* _Text_:
Re: [PATCH REBASE v2 0/2] Hugetlbfs support for riscv

From: Alex Ghiti
Date: Sun Jun 30 2019 - 11:31:52 EST



On 6/13/19 1:18 AM, Alex Ghiti wrote:
Hi Paul, Palmer,

Now Ingo and Catalin have acked their part, do you consider this patch
for inclusion ?

Thanks,

Alex


Hi Paul, Palmer,

Any thought about this patch ?

Thanks,

Alex


On 5/26/19 8:50 AM, Alexandre Ghiti wrote:
This series is simply rebased on v5.2rc1 and I added the Reviewed-By
from Palmer for the first patch, thanks for that.

This series introduces hugetlbfs support for both riscv 32/64. Riscv32
is architecturally limited to huge pages of size 4MB whereas riscv64 has
2MB/1G huge pages support. Transparent huge page support is not
implemented here, I will submit another series later.
As stated in "The RISC-V Instruction Set Manual, Volume II: Privileged
Architecture", riscv page table entries are marked as non-leaf entries
as soon as at least one of the R/W/X bit set:
- pmd_huge/pud_huge check if one of those bits are set,
- pte_mkhuge simply returns the same pte value and does not set any of
   the R/W/X bits
This series was validated using libhugetlbfs testsuite ported to riscv64
without linker script support.

* _Data extract_:
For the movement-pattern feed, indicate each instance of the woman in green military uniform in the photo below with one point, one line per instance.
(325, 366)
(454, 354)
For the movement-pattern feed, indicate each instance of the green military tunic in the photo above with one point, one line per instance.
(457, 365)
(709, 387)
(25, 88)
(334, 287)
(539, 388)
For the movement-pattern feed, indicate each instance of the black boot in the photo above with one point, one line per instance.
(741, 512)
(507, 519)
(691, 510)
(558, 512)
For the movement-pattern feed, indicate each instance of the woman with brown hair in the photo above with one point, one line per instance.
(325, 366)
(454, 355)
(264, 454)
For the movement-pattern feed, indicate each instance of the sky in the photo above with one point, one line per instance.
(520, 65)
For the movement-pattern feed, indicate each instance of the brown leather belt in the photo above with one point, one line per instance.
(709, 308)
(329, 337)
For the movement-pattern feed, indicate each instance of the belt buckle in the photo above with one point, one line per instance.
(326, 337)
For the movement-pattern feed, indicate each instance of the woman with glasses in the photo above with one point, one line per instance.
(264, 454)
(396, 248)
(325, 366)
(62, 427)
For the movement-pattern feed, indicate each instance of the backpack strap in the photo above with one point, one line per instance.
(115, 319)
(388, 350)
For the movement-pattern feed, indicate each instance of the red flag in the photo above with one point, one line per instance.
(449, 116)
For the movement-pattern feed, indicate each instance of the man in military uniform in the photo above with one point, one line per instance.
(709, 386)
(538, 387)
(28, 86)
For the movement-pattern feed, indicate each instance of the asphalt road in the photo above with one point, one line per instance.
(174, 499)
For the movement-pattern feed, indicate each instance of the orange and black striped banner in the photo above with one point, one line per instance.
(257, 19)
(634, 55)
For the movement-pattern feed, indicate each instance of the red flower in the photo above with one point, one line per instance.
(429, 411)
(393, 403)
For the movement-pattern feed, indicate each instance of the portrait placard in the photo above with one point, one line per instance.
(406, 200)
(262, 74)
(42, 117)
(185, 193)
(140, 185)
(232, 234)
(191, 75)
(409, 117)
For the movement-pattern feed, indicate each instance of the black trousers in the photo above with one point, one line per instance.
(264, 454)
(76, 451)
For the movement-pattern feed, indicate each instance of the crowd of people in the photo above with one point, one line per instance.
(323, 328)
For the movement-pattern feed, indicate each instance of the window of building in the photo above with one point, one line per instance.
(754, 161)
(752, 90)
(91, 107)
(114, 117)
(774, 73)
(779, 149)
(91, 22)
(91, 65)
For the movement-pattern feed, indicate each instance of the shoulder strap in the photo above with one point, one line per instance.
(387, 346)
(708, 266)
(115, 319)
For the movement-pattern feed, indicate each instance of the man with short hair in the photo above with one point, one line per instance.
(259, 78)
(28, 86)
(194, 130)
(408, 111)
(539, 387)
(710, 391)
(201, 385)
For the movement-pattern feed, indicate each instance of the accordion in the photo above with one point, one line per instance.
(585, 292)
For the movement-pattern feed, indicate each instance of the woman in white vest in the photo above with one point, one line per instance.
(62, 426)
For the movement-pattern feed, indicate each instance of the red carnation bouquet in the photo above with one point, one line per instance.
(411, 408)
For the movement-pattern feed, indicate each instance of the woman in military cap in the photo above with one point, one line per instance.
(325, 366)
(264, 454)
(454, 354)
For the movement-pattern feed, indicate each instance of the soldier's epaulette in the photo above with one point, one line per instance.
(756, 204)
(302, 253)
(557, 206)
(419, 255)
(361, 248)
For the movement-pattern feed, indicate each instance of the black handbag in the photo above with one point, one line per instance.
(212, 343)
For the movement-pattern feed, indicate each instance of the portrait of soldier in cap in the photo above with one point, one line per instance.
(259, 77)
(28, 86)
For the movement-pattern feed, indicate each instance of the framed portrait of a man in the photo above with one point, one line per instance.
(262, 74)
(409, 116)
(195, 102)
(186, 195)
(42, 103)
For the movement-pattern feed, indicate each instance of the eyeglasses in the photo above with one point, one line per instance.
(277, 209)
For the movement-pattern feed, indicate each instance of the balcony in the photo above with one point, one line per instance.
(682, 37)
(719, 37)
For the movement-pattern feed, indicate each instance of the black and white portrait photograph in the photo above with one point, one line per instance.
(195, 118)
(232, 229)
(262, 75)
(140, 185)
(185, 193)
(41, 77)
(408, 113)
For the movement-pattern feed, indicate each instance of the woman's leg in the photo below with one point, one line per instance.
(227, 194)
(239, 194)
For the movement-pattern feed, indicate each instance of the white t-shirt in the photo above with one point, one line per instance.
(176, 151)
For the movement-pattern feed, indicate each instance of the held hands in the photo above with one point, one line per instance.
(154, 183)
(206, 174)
--
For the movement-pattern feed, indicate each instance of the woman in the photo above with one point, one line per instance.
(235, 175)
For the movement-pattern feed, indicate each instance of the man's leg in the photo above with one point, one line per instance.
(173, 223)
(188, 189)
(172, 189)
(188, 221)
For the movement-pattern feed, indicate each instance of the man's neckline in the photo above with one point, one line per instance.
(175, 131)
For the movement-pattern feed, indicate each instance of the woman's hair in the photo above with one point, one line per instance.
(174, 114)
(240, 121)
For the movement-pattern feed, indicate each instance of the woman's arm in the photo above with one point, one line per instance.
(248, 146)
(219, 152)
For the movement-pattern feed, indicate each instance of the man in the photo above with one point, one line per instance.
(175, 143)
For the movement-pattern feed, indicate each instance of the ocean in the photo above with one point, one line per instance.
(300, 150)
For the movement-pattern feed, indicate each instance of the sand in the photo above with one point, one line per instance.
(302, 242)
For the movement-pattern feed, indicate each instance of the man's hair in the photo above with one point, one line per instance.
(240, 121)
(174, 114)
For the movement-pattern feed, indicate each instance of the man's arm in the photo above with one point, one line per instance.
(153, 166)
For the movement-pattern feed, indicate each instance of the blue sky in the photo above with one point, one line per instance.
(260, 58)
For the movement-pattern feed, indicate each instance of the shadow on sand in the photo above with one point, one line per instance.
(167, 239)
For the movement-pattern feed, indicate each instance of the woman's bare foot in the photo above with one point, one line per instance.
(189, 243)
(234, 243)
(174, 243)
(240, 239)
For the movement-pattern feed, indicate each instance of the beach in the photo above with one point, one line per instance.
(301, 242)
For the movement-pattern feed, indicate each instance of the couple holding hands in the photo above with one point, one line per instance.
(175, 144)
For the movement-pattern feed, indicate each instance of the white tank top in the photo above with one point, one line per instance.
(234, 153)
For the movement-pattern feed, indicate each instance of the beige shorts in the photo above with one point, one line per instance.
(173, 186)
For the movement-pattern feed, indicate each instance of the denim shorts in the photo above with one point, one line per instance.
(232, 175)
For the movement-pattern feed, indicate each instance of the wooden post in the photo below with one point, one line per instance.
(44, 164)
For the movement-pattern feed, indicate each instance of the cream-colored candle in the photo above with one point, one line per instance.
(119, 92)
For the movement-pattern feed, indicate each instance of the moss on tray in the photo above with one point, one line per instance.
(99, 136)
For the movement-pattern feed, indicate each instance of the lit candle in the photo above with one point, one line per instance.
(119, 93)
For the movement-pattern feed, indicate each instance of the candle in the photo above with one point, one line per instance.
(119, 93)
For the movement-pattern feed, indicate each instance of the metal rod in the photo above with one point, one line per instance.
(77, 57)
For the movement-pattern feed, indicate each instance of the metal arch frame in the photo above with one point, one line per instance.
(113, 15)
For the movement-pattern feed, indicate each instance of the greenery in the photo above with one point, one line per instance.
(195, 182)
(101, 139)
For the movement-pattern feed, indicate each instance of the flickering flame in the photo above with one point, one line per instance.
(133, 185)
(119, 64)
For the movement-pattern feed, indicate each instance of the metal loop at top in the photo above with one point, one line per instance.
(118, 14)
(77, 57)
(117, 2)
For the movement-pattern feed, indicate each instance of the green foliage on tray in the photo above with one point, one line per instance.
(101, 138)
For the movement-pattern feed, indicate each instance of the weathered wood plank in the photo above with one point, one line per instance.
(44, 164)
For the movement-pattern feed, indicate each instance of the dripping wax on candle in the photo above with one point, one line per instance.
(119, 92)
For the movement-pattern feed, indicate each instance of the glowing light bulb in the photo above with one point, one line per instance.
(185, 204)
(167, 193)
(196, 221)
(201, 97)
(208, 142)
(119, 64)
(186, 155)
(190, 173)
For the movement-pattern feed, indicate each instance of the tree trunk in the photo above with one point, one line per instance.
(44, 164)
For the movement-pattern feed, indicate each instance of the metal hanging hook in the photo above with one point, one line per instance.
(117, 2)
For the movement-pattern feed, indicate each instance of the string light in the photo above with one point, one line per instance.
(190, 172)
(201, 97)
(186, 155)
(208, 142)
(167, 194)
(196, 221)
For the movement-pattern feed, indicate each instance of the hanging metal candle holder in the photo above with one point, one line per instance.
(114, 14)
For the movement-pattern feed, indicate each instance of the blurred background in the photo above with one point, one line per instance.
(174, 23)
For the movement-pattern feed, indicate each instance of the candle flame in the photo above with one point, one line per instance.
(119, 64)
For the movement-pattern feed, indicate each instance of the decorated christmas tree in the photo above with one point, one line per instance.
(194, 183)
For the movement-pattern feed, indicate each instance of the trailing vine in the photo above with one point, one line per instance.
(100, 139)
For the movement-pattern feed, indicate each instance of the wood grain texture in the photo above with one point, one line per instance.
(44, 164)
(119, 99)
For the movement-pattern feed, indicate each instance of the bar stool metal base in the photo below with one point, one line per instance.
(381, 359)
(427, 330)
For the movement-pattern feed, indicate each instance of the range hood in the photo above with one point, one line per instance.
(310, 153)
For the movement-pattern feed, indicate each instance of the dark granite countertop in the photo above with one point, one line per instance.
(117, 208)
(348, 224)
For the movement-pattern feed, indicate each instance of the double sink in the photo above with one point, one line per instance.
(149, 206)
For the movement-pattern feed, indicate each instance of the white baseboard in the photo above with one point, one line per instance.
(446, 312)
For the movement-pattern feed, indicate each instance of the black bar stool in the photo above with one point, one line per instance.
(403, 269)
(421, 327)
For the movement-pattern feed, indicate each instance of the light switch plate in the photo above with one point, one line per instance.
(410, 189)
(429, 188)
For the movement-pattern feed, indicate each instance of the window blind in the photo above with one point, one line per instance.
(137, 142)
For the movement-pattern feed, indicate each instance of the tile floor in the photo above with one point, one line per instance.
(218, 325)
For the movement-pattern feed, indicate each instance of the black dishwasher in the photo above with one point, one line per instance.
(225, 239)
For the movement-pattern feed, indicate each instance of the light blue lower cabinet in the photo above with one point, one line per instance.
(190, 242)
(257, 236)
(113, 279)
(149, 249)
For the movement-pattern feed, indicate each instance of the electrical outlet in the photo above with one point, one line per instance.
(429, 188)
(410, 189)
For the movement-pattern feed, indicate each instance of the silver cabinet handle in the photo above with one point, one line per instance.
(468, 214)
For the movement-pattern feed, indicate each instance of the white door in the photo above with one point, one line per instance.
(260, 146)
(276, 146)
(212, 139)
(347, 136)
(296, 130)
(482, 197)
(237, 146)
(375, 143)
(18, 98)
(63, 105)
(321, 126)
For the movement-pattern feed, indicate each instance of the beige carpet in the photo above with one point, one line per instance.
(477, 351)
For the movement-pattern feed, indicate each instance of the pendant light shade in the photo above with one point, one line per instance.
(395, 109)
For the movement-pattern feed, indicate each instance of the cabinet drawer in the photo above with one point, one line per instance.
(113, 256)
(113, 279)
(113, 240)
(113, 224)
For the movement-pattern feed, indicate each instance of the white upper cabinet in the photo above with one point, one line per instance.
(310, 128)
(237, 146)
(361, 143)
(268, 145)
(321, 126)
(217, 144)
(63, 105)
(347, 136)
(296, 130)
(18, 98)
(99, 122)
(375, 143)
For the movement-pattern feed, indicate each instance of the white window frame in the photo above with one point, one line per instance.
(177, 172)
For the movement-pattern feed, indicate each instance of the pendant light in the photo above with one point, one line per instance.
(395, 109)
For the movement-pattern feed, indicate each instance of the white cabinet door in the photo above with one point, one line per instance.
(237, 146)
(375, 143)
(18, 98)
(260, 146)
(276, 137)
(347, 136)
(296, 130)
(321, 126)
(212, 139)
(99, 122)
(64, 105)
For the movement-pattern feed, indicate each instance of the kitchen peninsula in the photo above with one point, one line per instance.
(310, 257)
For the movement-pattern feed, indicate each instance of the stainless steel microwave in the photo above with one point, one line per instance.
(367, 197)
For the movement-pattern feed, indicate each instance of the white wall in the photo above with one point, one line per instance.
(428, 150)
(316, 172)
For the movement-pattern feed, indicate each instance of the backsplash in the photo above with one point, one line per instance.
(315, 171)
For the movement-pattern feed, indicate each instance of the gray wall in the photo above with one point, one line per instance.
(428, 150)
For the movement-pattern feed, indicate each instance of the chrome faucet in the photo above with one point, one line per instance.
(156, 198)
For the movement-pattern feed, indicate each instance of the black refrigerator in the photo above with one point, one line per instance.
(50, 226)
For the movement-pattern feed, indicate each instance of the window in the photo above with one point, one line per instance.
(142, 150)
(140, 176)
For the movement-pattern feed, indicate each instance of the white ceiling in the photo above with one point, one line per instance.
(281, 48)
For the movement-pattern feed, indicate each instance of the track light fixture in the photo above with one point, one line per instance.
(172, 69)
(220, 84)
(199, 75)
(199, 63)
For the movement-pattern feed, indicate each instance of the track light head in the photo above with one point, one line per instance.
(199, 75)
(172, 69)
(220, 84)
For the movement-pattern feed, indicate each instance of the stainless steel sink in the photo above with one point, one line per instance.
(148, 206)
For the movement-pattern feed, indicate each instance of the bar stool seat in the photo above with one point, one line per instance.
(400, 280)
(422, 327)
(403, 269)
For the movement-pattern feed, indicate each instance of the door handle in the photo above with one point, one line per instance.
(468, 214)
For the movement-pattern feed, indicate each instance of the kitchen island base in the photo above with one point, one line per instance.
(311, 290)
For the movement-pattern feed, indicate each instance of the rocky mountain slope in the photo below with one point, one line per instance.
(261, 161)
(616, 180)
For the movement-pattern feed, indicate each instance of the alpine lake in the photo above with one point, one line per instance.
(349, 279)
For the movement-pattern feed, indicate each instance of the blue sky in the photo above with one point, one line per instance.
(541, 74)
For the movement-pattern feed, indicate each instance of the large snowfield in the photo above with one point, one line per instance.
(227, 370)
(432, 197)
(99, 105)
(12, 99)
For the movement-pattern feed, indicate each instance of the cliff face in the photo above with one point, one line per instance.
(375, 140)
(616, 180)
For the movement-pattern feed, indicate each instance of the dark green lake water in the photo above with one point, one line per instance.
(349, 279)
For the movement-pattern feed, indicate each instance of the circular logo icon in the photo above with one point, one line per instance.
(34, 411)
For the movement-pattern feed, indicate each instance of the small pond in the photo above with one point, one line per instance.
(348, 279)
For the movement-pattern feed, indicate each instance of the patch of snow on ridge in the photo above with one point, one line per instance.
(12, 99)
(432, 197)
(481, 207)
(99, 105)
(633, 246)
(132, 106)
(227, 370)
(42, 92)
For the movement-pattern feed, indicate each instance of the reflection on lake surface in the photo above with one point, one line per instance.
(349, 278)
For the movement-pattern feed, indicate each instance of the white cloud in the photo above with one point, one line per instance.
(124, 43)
--
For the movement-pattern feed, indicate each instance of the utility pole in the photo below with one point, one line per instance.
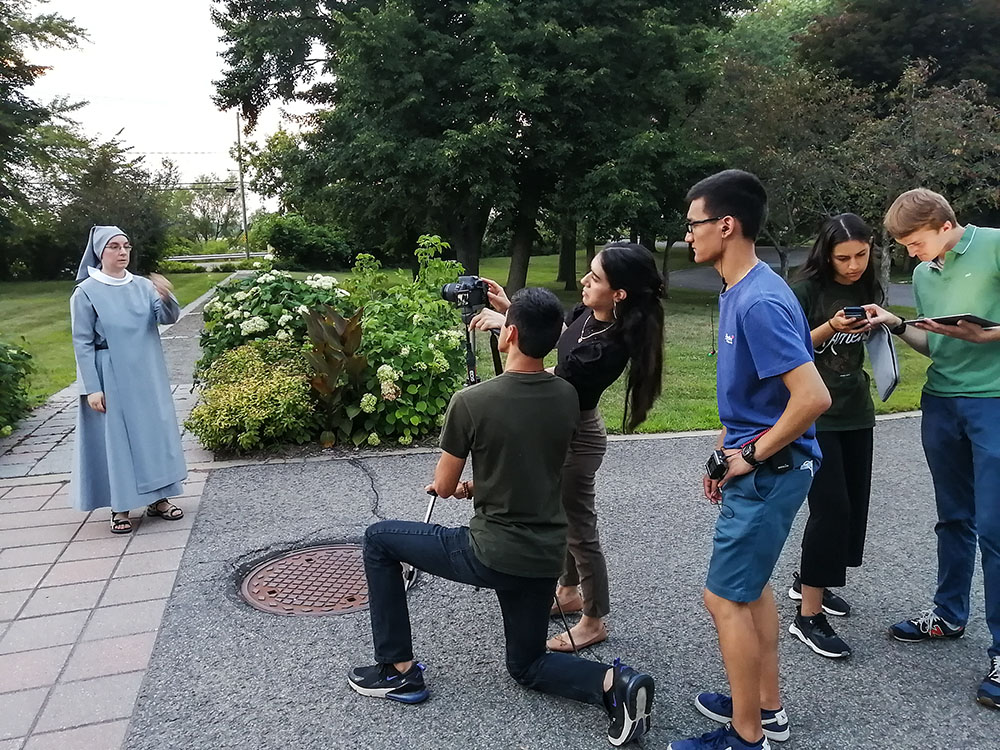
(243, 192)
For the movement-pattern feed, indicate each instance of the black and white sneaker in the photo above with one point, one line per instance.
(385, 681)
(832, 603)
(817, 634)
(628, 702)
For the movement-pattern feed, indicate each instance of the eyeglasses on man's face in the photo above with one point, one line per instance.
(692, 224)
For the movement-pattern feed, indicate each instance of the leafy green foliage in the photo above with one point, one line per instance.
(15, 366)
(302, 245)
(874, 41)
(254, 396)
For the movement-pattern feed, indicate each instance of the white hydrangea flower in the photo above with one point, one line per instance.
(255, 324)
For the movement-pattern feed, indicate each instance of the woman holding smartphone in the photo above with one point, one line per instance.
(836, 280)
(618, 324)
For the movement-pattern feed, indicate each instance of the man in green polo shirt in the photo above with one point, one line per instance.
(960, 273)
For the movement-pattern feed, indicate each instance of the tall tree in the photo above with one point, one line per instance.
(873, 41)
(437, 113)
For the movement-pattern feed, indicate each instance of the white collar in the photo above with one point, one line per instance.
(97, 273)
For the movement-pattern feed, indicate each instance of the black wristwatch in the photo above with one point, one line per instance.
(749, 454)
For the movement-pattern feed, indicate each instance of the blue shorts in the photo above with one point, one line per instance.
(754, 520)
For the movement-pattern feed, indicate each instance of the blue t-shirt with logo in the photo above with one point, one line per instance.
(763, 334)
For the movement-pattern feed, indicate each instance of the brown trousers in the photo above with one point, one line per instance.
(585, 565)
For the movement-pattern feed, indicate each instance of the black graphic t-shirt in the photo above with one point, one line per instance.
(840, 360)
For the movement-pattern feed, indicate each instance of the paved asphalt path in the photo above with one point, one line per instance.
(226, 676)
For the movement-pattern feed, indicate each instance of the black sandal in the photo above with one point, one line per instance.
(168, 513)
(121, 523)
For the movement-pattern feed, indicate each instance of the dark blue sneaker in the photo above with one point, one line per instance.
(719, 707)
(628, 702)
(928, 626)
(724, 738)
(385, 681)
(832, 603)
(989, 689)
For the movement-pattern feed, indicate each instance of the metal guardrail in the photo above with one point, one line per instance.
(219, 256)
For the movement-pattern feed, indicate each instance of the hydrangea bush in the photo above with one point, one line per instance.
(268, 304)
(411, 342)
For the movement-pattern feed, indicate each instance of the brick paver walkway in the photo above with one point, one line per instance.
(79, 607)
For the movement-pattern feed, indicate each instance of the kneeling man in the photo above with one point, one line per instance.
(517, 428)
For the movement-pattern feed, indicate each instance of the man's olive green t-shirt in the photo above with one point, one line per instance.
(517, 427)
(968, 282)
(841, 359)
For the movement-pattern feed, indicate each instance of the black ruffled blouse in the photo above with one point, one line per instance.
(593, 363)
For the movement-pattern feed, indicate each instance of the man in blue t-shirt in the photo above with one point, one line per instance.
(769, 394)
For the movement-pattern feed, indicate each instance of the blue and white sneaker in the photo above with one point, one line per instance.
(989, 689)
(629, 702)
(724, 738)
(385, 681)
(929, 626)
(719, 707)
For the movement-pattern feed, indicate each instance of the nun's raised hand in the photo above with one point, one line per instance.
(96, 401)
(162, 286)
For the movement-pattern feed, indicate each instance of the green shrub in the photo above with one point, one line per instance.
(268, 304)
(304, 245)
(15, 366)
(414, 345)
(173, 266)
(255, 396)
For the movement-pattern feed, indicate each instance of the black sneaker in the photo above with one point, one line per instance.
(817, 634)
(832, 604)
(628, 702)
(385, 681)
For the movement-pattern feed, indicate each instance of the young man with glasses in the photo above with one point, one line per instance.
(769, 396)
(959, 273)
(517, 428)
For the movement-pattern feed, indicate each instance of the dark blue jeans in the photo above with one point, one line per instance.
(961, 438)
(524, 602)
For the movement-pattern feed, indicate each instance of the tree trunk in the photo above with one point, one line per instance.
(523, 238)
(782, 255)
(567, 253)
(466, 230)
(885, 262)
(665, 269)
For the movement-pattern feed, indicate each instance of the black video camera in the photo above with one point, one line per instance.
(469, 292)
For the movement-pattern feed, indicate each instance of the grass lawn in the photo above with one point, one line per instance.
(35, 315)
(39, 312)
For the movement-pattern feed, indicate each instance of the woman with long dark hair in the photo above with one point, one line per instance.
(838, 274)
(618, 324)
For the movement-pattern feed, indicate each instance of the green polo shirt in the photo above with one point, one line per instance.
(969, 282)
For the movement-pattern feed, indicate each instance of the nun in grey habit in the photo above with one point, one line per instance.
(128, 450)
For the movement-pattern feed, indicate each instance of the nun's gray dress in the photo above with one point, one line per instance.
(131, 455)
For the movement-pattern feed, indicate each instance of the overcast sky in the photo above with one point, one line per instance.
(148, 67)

* _Exercise A_:
In the riscv hugetlbfs patch message, which huge page size is riscv32 architecturally limited to?
* _Exercise B_:
Resume the riscv hugetlbfs patch message, starting after its final sentence.

* _Final answer A_:
Riscv32 is limited to huge pages of size 4MB.

* _Final answer B_:
(https://github.com/AlexGhiti/libhugetlbfs.git, branch dev/alex/riscv).
- libhugetlbfs testsuite on riscv64/2M:
   - brk_near_huge triggers an assert in malloc.c, does not on x86.
- libhugetlbfs testsuite on riscv64/1G:
   - brk_near_huge triggers an assert in malloc.c, does not on x86.
   - mmap-gettest, mmap-cow: testsuite passes the number of default free
     pages as parameters and then fails for 1G which is not the default.
     Otherwise succeeds when given the right number of pages.
   - map_high_truncate_2 fails on x86 too: 0x60000000 is not 1G aligned
     and fails at line 694 of fs/hugetlbfs/inode.c.
   - heapshrink on 1G fails on x86 too, not investigated.
   - counters.sh on 1G fails on x86 too: alloc_surplus_huge_page returns
     NULL in case of gigantic pages.
   - icache-hygiene succeeds after patch #3 of this series which lowers
     the base address of mmap.
   - fallocate_stress.sh on 1G never ends, on x86 too, not investigated.
- libhugetlbfs testsuite on riscv32/4M: kernel build passes, lacks
   libhugetlbfs support for 32bits.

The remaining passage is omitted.